TEXT EXCERPT:
-- Start --

# 3rds A Charm



## banshee42096 (Apr 29, 2010)

alright guys as you all know my first attempt only had one survive and my second had 80 survivors.as of last night i now have 2 10 gal tanks 3/4 of the bottoms full of eggs so lets see how many i can get to survive this batch.like to send out a thanks to brunner for his help as 2 trys to get them to spawn came up with nothing.after talking his way worked great and 100 times faster and easier than what we were doing.one large cold water change did the trick.thanks again.
fred


----------



## Sanjo Eel (Aug 21, 2008)

Good luck banshee! I made some dumb mistakes with my last batch. Just let me say this, if you want something to eat leftover bbs then go with a ghost shrimp. Do NOT put a mystery snail in with wigglers. I learned the hard way LOL.


----------



## BRUNER247 (Jun 2, 2010)

No worries! I'll help anyone, anyway I can. GL


----------



## banshee42096 (Apr 29, 2010)

will ghost shrimp eat the leftovers i thought they were veggie eaters and alge?i have a assload of cherry red shrimp now i could put some in there if they wouldnt harm the fry?


----------



## BRUNER247 (Jun 2, 2010)

There won't be no left over bbs if you use a AC30 hob filter w/pre -filter sponge on intake tube. GL


----------



## banshee42096 (Apr 29, 2010)

very true bruner i just did a water change on both 10gal im gonna have to guess theres 2000-3000 fry easy thats low balling it.must of had 2 females spawn.there doing great.


----------



## banshee42096 (Apr 29, 2010)

no matter what i do im getting some die off not much im guessing 15-20% is that normal guys is that what your seeing?


----------



## BRUNER247 (Jun 2, 2010)

The more batches you raise the better baby count you'll get


----------



## Fordfan (Jul 4, 2008)

Good work! I have a few questions if you don't mind. I am looking into breeding also. What size did you aquire the parent fish? What size tank are they in/ what tank mates if any? How ong have they lived together before the breeding behavior started? thanks for yout time


----------



## banshee42096 (Apr 29, 2010)

mine are from fry grown up i heard after a year old even 14-15 months old they will spawn,both groups of reds i have are in a 125 the oldest reds i have are 5-6 years old thats the ones im getting eggs from now im letting my younger reds grow up there well over a year old now but i would rather them be older before i start with them.theres plenty of help here if you need it i have been helped out alot here.good luck.

-- End --

PARTS OF THE EXERCISE:
[A] Reproduce the part of the fish-breeding thread between "No worries! I'll" and "harm the fry?", inclusive.
[B] Write the next part of the fish-breeding forum thread, picking up after its final post.
The lines that follow the thread come from a separate source.

Dataset entries:
-- Start --

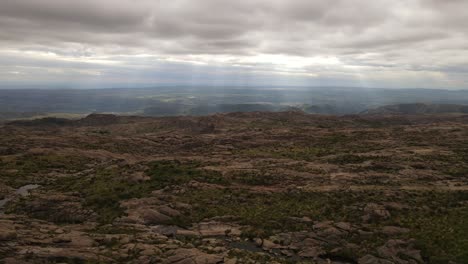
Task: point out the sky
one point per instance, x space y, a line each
130 43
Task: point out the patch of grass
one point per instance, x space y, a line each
293 152
103 191
440 227
267 213
254 178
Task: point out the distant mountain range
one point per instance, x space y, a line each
417 109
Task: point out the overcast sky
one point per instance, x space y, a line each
103 43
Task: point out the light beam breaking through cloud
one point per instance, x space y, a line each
376 43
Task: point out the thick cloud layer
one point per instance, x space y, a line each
384 43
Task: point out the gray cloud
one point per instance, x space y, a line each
402 41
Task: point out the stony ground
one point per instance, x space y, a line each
235 188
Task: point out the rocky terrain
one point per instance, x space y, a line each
235 188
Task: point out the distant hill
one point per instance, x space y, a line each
417 109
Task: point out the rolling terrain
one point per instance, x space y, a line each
259 187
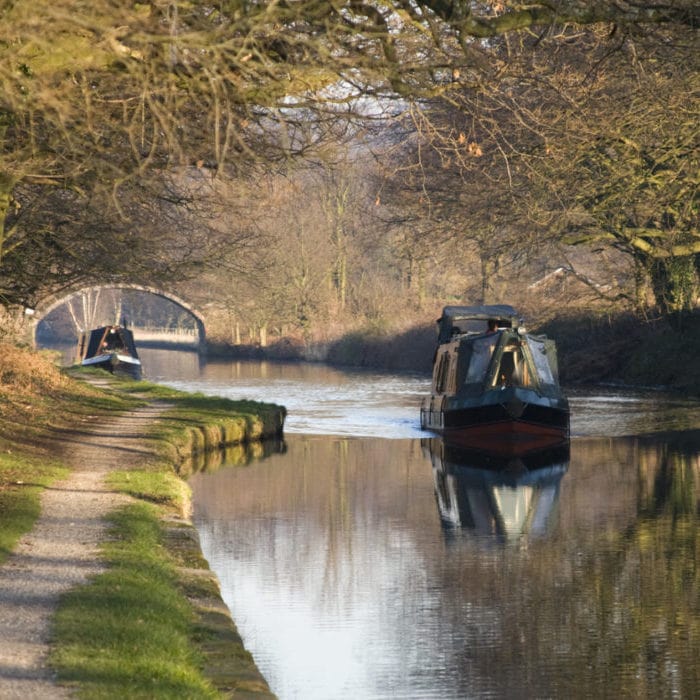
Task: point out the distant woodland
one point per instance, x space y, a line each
305 169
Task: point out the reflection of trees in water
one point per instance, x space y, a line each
618 617
606 605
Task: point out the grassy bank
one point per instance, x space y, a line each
153 625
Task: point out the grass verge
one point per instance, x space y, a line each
22 479
153 625
127 634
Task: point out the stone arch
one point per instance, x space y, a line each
48 305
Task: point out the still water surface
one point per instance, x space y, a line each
363 560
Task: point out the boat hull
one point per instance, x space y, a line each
509 424
116 363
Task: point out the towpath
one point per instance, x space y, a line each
62 550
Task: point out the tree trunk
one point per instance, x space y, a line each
675 284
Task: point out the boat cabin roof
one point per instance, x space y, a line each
110 338
462 319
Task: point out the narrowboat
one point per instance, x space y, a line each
495 386
111 348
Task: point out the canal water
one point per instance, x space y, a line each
362 559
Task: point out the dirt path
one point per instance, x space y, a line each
62 550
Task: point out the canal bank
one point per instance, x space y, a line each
106 589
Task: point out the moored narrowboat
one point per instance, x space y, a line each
111 348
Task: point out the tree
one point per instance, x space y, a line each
93 99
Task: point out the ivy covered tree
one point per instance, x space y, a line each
96 100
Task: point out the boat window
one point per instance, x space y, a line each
542 365
482 350
441 372
514 370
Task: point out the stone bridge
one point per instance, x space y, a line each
161 336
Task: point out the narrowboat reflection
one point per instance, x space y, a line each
503 498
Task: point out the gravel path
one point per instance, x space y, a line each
62 549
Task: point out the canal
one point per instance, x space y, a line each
362 560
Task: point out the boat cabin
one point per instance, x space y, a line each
478 352
108 339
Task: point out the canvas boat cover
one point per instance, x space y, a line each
462 319
111 338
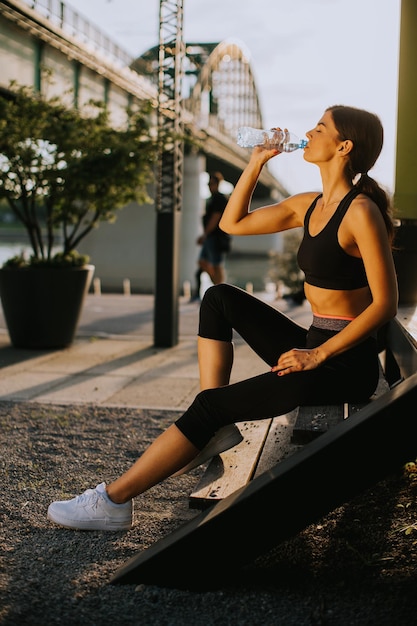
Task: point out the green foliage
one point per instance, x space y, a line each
63 172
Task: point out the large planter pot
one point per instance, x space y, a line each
42 305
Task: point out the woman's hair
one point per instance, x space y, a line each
366 133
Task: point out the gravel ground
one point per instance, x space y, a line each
357 566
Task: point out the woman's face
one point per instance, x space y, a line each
323 140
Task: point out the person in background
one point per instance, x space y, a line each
350 284
213 240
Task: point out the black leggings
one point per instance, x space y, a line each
350 376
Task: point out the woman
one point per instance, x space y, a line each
350 284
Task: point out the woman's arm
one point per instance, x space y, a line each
238 220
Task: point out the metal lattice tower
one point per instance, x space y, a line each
170 171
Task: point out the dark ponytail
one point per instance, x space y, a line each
365 131
370 188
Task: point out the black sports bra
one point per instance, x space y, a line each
322 259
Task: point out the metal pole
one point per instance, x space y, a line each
170 172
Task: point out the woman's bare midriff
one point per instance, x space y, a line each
337 303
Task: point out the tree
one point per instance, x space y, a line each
62 171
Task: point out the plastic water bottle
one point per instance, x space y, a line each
284 141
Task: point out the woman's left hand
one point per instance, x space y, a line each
296 360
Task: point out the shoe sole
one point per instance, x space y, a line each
230 440
88 525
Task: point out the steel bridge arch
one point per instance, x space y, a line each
218 90
224 95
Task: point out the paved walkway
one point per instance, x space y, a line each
113 362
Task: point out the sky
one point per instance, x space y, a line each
305 55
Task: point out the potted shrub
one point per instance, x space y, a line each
62 172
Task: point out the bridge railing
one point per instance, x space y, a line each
76 25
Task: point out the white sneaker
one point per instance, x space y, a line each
92 510
225 438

-- End --

ANSWERS FOR THE EXERCISE:
[A]
No worries! I'll help anyone, anyway I can. GL


----------



## banshee42096 (Apr 29, 2010)

will ghost shrimp eat the leftovers i thought they were veggie eaters and alge?i have a assload of cherry red shrimp now i could put some in there if they wouldnt harm the fry?

[B]
----------



## BuckeyeGuy777 (Oct 30, 2010)

how they doin banshee


----------



## banshee42096 (Apr 29, 2010)

well they are doing great still guessing well over 1000 live and kicking and have a 4th batch 9days old its great when you feed them the tanks become clouds of fry all over the place.


----------



## Fordfan (Jul 4, 2008)

Let's see some pics!


----------



## BuckeyeGuy777 (Oct 30, 2010)




----------



## banshee42096 (Apr 29, 2010)

im not able to take good pictures i have been trying to take picture of my 125 and stand but never come out good i will try with the babie now.


----------



## banshee42096 (Apr 29, 2010)

well just combined both 10 gal into a 40 gal wow they fill that pretty easy also looks like i will have to get another 40 up and running to split theses guys up.


----------



## banshee42096 (Apr 29, 2010)

well heres update all still live and kicking found acouple dead from chocking on another smaller fry searves them right.also they are approx size of your pinkie finger and i found one solo red that was bigger than my thumb we all know what hes been eating plenty of.little sh*t.so now he has himself a tank to himself.all and all everythings great found the fry that has a higher temp water grew faster and thats the only thing that was diferant.and they were a week younger than the other fry.


----------



## banshee42096 (Apr 29, 2010)

update all going well over 50% size of quarter now my other 30 gal started leaking so there all back together at the molment until i get another 40 up and running.


----------



## BRUNER247 (Jun 2, 2010)

How many made it this far?


----------



## banshee42096 (Apr 29, 2010)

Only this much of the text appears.